### About this exercise:
Pick up the passage on the anti-inflammatory and wound-healing effects of L. rhamnosus and continue it from its final sentence.

### Passage shown:
++++++++++

L. rhamnosus is one of the strains with surface piliation (SpaCBA). L. rhamnosus was recombinantly engineered to generate native pili where it showed that SpaCBA pilus was able to modulate the synthesis of pro- and anti-inflammatory cytokines in dendritic cells procured from human monocytes (Ossowski et al. 2013). Studies show that SpaCBA regulates anti-inflammatory effects in murine macrophage RAW cell line by inducing IL10 mRNA and decreasing the IL6 mRNA (Vargas García et al. 2015). L. rhamnosus GG (LGG) has been demonstrated to be a promising tool in the treatment of chronic inflammation. Cancer may develop as a result of chronic inflammation caused by IL8. LGG has been shown to be successful in declining the manufacture of IL8 generated by Helicobacter pylori as well as the adherence on cells of gastric adenocarcinoma (Banna et al. 2017). Furthermore, L. rhamnosus LS 8 along with L. crustorum MN047 was shown to alleviate body weight gain and insulin resistance and obstruct proinflammatory cytokines like TNFα, IL1b, and IL6 in adipose tissue of mice treated with the two strains (Wang et al. 2020). In addition, sea buckthorn (Hippophae rhamnoides L.), malt, along with L. rhamnosus GG (ATCC 53103) decreased the LPS-induced inflammation in zebrafish. The findings revealed that there was a considerable decrease in the expression of proinflammatory cytokines like TNFα, Interleukin 1b, with high expression of IL10 (Sireswar et al. 2020). According to the studies, L. rhamnosus strain LDTM 7511 showed to decrease the expression of proinflammatory cytokines in the dextran sulfate sodium–induced colitis model of mice which can be potentially used in the treatment of inflammatory bowel disease (Yeo et al. 2020). Furthermore, the samples from ulcerative colitis patients incubated with L. rhamnosus GG showed lower expression of TNF and IL17 (Pagnini et al. 2018). L. rhamnosus also showed certain wound-healing properties. Studies showed that wounds treated with L. rhamnosus enhance skin wound closure and scar reduction, in addition to reducing inflammation and fibrogenesis thereby improving angiogenesis in the wounded skin (Moreira et al. 2021). Recently, an expedited gap closure using human keratinocytes in vitro using lysates of L. rhamnosus was observed.

++++++++++

Records from a data source
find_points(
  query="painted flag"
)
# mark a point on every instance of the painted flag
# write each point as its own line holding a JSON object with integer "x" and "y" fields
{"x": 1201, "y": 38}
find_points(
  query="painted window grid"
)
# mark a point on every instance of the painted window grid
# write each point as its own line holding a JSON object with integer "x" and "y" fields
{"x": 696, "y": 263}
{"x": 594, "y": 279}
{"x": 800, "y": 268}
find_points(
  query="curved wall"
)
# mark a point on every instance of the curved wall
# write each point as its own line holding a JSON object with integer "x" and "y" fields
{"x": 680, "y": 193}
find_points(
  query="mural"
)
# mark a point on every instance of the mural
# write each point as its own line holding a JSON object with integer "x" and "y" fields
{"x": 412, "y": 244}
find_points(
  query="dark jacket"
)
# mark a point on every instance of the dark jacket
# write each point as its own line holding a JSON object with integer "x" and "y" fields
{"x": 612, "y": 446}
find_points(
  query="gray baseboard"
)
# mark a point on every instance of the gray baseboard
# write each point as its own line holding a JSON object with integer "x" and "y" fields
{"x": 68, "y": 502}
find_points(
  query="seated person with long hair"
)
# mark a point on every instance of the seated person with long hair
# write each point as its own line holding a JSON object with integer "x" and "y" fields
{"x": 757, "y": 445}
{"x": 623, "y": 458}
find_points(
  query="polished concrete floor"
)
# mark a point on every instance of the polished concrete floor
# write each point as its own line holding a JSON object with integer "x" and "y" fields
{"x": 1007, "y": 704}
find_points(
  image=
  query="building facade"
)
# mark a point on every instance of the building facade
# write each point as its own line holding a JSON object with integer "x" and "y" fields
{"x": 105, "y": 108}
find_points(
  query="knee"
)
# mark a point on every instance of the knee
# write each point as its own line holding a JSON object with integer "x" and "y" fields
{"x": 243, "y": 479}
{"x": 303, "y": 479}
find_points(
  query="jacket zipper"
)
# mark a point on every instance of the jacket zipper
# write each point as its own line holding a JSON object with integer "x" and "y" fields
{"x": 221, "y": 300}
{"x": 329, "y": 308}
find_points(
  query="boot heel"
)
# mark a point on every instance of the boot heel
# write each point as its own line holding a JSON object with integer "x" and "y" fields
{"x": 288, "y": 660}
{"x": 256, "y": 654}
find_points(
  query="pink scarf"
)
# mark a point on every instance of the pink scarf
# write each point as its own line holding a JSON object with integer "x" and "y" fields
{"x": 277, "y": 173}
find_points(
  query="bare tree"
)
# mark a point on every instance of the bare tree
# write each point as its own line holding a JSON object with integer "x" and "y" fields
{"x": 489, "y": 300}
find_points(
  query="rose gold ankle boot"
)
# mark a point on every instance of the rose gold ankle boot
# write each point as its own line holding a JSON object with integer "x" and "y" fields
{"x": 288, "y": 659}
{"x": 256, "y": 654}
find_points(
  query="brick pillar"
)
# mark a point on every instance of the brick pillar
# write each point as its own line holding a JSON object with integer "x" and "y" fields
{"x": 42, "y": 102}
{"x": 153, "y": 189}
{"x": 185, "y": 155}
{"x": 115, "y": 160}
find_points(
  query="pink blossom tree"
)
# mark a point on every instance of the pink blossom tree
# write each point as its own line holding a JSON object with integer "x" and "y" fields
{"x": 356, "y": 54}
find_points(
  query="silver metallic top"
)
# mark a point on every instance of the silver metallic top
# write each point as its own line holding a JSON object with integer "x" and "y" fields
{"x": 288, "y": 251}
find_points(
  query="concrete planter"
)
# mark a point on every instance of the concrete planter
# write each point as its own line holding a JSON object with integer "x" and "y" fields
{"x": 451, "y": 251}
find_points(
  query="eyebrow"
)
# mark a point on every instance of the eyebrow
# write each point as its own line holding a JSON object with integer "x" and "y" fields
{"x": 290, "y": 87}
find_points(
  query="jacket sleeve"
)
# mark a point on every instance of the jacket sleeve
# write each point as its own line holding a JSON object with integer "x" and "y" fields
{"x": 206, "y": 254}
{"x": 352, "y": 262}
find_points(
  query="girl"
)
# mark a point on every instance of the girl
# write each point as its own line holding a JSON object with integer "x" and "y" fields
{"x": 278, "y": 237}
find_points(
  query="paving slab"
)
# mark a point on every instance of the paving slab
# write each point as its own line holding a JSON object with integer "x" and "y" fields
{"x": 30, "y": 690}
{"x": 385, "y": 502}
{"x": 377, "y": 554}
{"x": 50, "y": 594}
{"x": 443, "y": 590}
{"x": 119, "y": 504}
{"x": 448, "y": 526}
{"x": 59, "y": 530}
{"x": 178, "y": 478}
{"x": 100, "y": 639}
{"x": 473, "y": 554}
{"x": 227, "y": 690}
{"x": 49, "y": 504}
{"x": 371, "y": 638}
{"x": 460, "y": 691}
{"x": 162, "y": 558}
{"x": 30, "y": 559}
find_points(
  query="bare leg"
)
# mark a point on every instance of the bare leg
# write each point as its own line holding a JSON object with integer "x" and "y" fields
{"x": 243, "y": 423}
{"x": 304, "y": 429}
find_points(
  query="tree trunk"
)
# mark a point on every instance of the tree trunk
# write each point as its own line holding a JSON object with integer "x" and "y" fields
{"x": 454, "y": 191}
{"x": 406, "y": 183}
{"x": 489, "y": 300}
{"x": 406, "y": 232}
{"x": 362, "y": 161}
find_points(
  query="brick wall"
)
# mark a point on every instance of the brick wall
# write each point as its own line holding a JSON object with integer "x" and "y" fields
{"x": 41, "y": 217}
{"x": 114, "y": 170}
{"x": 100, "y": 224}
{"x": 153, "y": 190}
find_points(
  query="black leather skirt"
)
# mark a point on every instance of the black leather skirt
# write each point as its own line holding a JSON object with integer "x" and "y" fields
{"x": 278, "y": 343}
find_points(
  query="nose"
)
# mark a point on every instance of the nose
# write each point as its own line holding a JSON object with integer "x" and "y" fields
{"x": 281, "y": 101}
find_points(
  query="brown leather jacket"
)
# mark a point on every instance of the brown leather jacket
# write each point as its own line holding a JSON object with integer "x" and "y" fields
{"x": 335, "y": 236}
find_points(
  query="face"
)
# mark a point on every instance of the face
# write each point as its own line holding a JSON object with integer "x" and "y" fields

++++++++++

### Task output:
Enterococcus

Enterococcus faecalis from infants was shown to inhibit the proinflammatory cytokine secretion, particularly IL8, via the JNK and p38 pathways (Wang et al. 2014). Enterococcus faecium HDRsEf1 strain could help decrease the expression of proinflammatory factors IL1, IL6, IL8, IL12p35, IL17, and TNFα while having no effect on anti-inflammatory factors IL10, PPAR, and TSLP in HT 29 cell lines (Tian et al. 2016). Studies also showed that E. faecium HDRsEf1 (Ef1) modulate the release of interleukin 8 by IPEC J2 cells Ef1 and its cell free supernatants were found to be capable of protecting enterocytes from an inflammatory condition. Furthermore, E. faecalis EF 2001 treatment in mice reduced the expression of various cytokines, consisting of cyclooxygenase, interferon α, interleukin 1, and IL6 in ulcerated bowel induced with DNBS and also inhibited DNBS-induced colonic tissue injury (Choi et al. 2019). In addition, E. faecalis was able to decrease the IL8 secretion and also increase the secretion of TGFβ in human intestinal Caco2, HT29, and HCT116. It was also found that this strain was able to modulate the inflammatory reactions via TLR3, TLR4, TLR9, and TRAF6 (Wang et al. 2008). In LPS-stimulated macrophage cell lines, E. faecium, Lactobacillus rhamnosus GG MTCC 1408, and LCS demonstrated a substantial anti-inflammatory effect by downregulating TNF aipha production and increasing the expression of IL 10 levels (Divyashri et al. 2015). Enterococcus also exhibits certain wound-healing properties. Studies found that treating skin wounds with the heat killed KH2 strain of E. faecalis elevated wound healing by increasing the production of inflammatory cytokines, which may be involved in the production of growth factors. Furthermore, increased growth factor production may hasten re-epithelialization, granulation tissue formation, and angiogenesis (Tanno et al. 2021).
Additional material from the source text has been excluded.